The town’s Asian American population is so small that it actually doubles (and a community technically forms) with the arrival of high school English teacher and Korean American Travis Park (Chuck Lacson), an easygoing if increasingly exasperated LA transplant. Even this tight-knit society begins fracturing beyond repair with the arrival of a beautiful, self-confident Manhattanite named Veronica Lee (Melissa Navarro), a Korean American who dates only white men. Her sights soon fall on Travis’s friend, PE teacher Del (Wylie Herman), a winsome bit of lanky, twangy beefcake in a rumpled cowboy hat whose eloquent love letters, filled with wonderfully offbeat anecdotes and homespun ruminations on the meaning of love, have her swooning.

But in Golamco’s shrewd and droll calculation, nobody is quite what he or she seems, or is supposed to seem, in this backwater galumphing into multiculturalism. The most unexpected disguise relates to the sure, mature drama that emerges from behind the mask of puerile comedy. If, as Golamco suggests, identity politics in 2007 lie far beyond simple formulas, the AATC’s well-cast and nicely paced production (deftly helmed by San Francisco Mime Troupe veteran Keiko Shimosato) does plain, straightforward justice to this smartly contemporary take on love’s muddled p.c., post-p.c., and pre-p.c. negotiations.

THE LOVE BEYOND


Second Wind Production’s West Coast premiere of Bay Area playwright-director Ian Walker’s latest, The Gravedigger’s Tango, is currently up at A Traveling Jewish Theater, which last year housed Walker’s tightly written, engagingly original play A Beautiful Home for the Incurable. Unfortunately, Gravedigger falls short of that mark, though it continues to reflect a restlessly inventive pen wielded by the creator of works like Vigilance, Ghost in the Light, and The Stone Trilogy.

The new play folds two stories in one: a young woman (Kathryn Tkel) disguised as her couch-bound trailer-park honey, Trick (Joseph Rende), turns up for a job exhuming graves for a cranky caretaker (Doug Thornburg), soon becoming entranced by the rejuvenating story behind a young woman’s dateless tombstone inscribed with her lover’s timeless pledge.

WRITTEN TASK 1 » List every play by Ian Walker that the theater review names.

Object position labeling entries:

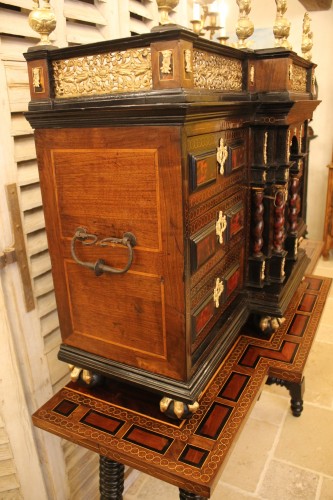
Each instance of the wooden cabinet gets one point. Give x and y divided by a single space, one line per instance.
171 171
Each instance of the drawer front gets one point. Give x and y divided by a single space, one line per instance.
217 293
213 161
226 223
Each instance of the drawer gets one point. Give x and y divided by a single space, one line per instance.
226 221
220 291
213 165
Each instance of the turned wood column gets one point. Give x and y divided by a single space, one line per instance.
279 220
111 479
257 224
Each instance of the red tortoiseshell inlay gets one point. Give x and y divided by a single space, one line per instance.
314 284
193 455
233 282
65 408
102 422
237 156
253 354
307 303
214 421
203 169
237 222
298 325
201 318
188 454
148 439
234 386
205 248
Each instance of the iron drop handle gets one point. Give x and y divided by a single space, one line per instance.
99 267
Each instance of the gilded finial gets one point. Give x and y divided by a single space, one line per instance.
281 28
42 20
245 27
307 38
164 8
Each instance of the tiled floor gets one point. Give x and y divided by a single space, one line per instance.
278 456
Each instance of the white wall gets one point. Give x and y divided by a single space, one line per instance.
263 16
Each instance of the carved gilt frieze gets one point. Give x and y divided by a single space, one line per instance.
124 71
299 79
216 72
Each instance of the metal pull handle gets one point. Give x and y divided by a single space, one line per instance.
99 267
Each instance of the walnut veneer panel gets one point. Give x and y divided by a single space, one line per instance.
111 181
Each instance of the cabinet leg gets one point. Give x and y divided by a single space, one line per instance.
111 479
296 391
185 495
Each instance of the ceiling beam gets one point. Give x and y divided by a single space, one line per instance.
316 4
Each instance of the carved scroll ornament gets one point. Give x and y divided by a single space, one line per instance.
215 72
299 79
123 71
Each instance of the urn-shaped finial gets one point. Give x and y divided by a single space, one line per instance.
244 27
281 28
42 20
164 8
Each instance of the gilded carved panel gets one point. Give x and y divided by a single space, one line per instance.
215 72
124 71
299 79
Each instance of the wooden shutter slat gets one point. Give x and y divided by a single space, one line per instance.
79 33
83 12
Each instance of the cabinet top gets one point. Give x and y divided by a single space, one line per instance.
172 67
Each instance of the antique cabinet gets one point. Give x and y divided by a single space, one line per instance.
172 175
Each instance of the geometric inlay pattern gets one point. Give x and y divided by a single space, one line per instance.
308 302
127 428
192 455
214 421
298 325
253 354
234 386
150 440
102 422
65 408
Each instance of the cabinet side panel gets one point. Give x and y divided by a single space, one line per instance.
111 181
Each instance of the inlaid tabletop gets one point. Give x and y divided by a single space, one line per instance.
124 423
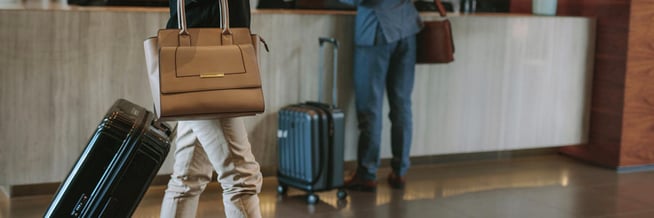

WRITTEN TASK 2 » In the records, rename "cabinet" to "cupboard" from the line holding "Each instance of the urn-shaped" through the end of the records, inclusive, and change nothing else. Return only those lines, without the pictures.

WORKED ANSWER 1 »
The Gravedigger's Tango
A Beautiful Home for the Incurable
Vigilance
Ghost in the Light
The Stone Trilogy

WORKED ANSWER 2 »
Each instance of the urn-shaped finial gets one point. Give x and y divided by a single space, one line per instance.
244 27
281 28
42 20
164 8
Each instance of the gilded carved panel gets one point. Give x and y divided by a single space, one line per instance.
215 72
124 71
299 79
Each instance of the wooden shutter slat gets one point. Give x and y divided by a single space, one line per instance.
79 33
83 12
Each instance of the cupboard top gets one point. Give x and y divided by a single space, one line per instance.
172 67
Each instance of the antique cupboard gets one point. Give x and y divided by a single space, one line per instance.
172 175
Each instance of the geometric inlay pattern gets one point. Give x and y divided by a single space, one line per instance.
308 302
127 428
192 455
214 421
298 325
253 354
234 386
150 440
102 422
65 408
Each instance of the cupboard side panel gets one point. Give x and y divided by a single space, one line per instance.
111 181
Each instance of the inlaid tabletop gets one point. Give x and y divided by a single space, one line per instance.
124 423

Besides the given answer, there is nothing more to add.